Fragmento seleccionado:
"Me daba vértigo ver tantos años debajo de mí, aunque en mí, como si yo tuviera leguas de estatura"
- Marcel Proust, En busca del tiempo perdido -
Hace años
que quería escribir un poema en el que me sienta cómodo. En primer lugar,
escribiéndolo, como si estuviese caminando sobre una ola que no para de
ofrecerme una salida hasta la llegada a la orilla. Experimentar esa calma
cuando se llega al final, luego de haber transcurrido unos instantes que
parecieron gloriosos. Después, todo llega al final y hay que seguir con la
carrera en dirección a la muerte. Nada dramático, nada triste, porque esa ruta
está llena de momentos hermosos y recordables, de personas que me gustaría
acompañar y que me acompañen para siempre. Todo muy parecido a mirar el océano
para (re)descubrir que el horizonte es un infinito siempre, que es tarde para
llegar a la orilla, pero que con un poco de esfuerzo se la puede imaginar. Para
eso están las palabras, creo yo, una compleja y oscura máquina reconstructora
de sentimientos olvidados. No pretendo parafrasear a Platón con eso, demasiado
lejos en tiempo, espacio y forma. Simplemente, el intento de todos mis días,
confieso. Pero confieso ante la literatura, no creo en curas ni en psicólogos.
Confieso, digo, que la escritura me habita y no me deja expresarme sino sólo a
través de ella. La confesión de un romántico tardío y falso. La intención, si
es que hay alguna, es la de llegar con los versos hacia alguien, de cualquier
forma. Es el principal desafío y la única pasión que me consume infinitas horas.
Pero basta de confesiones y a jugarse la vida en un poema, como en todos los
tiempos, desde el tiempo, para todos los tiempos:
No hace mucho tiempo…
No hace
mucho tiempo,
en un lugar
muy parecido
a este
extraño jardín,
cuatro personas
se cruzaron
y hoy no se
conocen más;
pero hay un
rincón
que las
recuerda juntas,
floreciendo
como manto de virgen
en una de
esas primaveras
que tanto
fascinaron a Hölderlin.

Tarea a realizar: Prosigue el fragmento sobre el deseo de escribir un poema a partir del último verso que aparece en él.

Ítems:
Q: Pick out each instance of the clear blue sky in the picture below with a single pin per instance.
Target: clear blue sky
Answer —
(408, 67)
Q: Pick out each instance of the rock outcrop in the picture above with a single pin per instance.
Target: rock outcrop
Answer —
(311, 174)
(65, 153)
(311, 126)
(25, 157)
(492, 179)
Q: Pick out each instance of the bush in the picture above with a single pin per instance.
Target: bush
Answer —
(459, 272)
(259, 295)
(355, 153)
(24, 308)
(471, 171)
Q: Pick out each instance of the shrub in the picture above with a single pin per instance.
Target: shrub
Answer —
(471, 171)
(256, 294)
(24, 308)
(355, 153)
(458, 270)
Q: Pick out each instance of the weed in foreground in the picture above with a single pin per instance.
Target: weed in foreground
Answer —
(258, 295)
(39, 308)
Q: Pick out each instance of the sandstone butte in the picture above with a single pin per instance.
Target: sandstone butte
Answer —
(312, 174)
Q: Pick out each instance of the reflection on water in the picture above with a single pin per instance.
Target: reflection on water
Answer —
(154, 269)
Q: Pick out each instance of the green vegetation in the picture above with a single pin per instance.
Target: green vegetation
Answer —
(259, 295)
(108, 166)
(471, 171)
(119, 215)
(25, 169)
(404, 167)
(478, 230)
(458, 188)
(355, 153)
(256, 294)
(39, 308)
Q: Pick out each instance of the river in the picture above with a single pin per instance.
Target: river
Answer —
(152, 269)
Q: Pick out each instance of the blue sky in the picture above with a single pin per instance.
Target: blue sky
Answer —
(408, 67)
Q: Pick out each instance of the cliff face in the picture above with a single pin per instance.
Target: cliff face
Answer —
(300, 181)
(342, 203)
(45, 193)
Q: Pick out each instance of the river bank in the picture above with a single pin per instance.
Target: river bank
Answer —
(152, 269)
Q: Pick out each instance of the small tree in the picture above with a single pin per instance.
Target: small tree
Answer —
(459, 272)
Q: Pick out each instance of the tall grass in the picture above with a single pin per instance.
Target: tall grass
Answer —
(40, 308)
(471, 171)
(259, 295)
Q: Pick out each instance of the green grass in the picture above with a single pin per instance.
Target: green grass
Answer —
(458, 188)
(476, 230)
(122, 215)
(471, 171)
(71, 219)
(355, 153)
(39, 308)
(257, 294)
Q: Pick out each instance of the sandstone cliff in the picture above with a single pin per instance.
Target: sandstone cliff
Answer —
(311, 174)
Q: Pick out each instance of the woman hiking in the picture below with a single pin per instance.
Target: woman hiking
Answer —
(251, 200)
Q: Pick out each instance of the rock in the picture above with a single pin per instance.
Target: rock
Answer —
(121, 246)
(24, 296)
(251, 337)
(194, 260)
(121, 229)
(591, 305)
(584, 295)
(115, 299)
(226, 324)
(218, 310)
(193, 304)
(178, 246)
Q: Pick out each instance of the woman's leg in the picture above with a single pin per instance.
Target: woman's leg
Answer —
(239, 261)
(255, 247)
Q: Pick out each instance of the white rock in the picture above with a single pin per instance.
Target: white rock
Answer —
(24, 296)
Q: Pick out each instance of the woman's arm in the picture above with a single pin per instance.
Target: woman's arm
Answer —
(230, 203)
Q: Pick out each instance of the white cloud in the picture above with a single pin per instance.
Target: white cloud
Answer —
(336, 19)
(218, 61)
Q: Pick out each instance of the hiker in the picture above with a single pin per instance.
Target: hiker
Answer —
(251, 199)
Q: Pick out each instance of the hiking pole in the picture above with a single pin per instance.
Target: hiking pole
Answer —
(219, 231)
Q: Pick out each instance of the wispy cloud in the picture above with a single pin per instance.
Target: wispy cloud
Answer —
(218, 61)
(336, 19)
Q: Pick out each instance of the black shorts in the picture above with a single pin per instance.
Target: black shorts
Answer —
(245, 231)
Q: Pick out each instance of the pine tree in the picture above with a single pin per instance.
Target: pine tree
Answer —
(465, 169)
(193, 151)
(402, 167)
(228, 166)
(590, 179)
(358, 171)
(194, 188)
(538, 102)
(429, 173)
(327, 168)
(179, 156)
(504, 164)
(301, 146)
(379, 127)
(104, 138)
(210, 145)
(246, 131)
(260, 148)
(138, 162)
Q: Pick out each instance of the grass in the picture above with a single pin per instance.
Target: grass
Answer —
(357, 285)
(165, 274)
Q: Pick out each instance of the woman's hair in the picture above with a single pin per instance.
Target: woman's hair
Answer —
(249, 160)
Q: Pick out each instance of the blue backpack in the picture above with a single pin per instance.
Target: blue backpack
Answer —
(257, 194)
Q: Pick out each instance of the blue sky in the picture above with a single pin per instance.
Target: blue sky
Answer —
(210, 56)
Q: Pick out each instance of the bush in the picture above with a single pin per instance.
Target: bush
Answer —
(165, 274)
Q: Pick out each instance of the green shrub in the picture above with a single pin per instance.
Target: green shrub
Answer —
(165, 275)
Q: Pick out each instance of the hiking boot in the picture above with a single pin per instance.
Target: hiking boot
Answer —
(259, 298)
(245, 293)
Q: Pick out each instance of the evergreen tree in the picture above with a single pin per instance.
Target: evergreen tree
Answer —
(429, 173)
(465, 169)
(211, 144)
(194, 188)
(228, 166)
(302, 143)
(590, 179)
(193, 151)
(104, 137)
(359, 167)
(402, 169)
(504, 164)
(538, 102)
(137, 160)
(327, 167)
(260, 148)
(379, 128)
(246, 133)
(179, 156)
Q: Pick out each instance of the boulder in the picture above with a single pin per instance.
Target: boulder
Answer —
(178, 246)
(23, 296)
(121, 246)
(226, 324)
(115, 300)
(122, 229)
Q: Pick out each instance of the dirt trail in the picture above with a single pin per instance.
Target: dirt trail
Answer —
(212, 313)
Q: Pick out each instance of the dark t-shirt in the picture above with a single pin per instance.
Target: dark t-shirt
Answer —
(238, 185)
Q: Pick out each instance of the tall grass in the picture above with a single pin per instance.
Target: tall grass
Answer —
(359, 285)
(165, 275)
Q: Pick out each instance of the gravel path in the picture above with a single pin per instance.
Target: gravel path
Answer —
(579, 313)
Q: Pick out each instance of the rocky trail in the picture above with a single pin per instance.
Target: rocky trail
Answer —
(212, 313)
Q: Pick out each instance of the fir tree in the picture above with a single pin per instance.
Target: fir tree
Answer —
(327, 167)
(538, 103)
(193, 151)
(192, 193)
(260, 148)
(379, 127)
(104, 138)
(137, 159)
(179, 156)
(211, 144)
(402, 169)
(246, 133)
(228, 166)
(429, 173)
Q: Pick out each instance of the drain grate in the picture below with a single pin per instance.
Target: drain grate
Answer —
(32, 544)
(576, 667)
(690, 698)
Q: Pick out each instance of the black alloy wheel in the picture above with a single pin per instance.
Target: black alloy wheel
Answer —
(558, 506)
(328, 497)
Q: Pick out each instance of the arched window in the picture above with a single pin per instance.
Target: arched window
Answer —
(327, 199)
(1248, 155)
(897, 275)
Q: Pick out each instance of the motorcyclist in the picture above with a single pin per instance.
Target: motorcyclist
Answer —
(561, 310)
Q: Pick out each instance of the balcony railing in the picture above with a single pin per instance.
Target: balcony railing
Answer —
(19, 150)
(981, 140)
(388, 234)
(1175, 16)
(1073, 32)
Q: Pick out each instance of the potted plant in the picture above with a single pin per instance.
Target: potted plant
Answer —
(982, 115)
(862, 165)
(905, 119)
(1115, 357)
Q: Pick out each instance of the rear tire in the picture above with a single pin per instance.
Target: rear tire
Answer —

Respuesta del ejercicio:
Ahora dicen
que ya no existen,
ni esas
personas en el rincón,
ni el
jardín florecido,
Yyque del
manto de virgen
se perdieron
todos los colores
con el
último estornudo del otoño,
que aquel
poeta se encerró
en un
cuarto amarillo
y que
olvidó el resto de los colores,
que ya no
suena el dulce violín de Kaori.
Esas cuatro
personas que descansan
son el
pasado de un rincón,
el pasto de
una tarde soleada,
la memoria
de las flores
cuando eran
requeridas por los versos;
¿pero qué
se puede hacer con los recuerdos?
¿guardarlos
en un libro?
¿fabricar
una caja que los contenga?
¿o será
mejor dejarlos que se suiciden
en el
presente del olvido?
No puedo
inventar jardines
para personas
que no los quieren,
ni caminos
que se crucen
como polvo
de ruta abandonada,
a la espera
de un florecimiento
que las
traiga al rincón añorado,
una tarde
primaveral
plagada de
traiciones
a las
tumbas de las flores
que envenenan
el futuro del invierno.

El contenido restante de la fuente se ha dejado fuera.